#### [WHAT IS NEEDED]
Having located "In this photo, each instance of the green leaf" in the records below, repeat exactly the line it is on and all subsequent lines, ending with the last.
_ _ _
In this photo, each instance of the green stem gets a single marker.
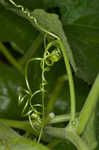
(89, 106)
(68, 135)
(30, 52)
(55, 94)
(10, 58)
(70, 79)
(59, 119)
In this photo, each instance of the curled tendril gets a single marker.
(48, 60)
(29, 109)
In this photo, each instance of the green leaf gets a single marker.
(10, 140)
(89, 134)
(51, 23)
(11, 82)
(16, 30)
(81, 24)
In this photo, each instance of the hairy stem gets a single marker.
(70, 79)
(55, 93)
(68, 135)
(89, 106)
(10, 58)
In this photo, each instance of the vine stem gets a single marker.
(70, 79)
(65, 133)
(10, 58)
(89, 106)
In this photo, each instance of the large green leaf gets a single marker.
(81, 24)
(11, 82)
(10, 140)
(16, 30)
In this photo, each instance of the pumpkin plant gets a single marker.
(54, 62)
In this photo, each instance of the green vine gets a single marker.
(53, 51)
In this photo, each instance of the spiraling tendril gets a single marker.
_ _ _
#### [OUTPUT OF THE EXERCISE]
In this photo, each instance of the green leaf gets a single marker.
(10, 140)
(89, 134)
(51, 23)
(11, 82)
(16, 30)
(81, 24)
In this photo, each instance of the hairy stem gets a single marker.
(70, 79)
(55, 93)
(68, 135)
(89, 106)
(10, 58)
In this photo, each instance of the vine stem gets a single marker.
(70, 79)
(65, 133)
(10, 58)
(89, 106)
In this photo, each instance of the large green leaf gets a single marker.
(81, 24)
(11, 82)
(10, 140)
(16, 30)
In this photo, each instance of the pumpkin plant gets a single marker.
(54, 62)
In this photo, each instance of the green vine gets a single marker.
(53, 51)
In this photo, each instance of the spiraling tendril gets a single marker.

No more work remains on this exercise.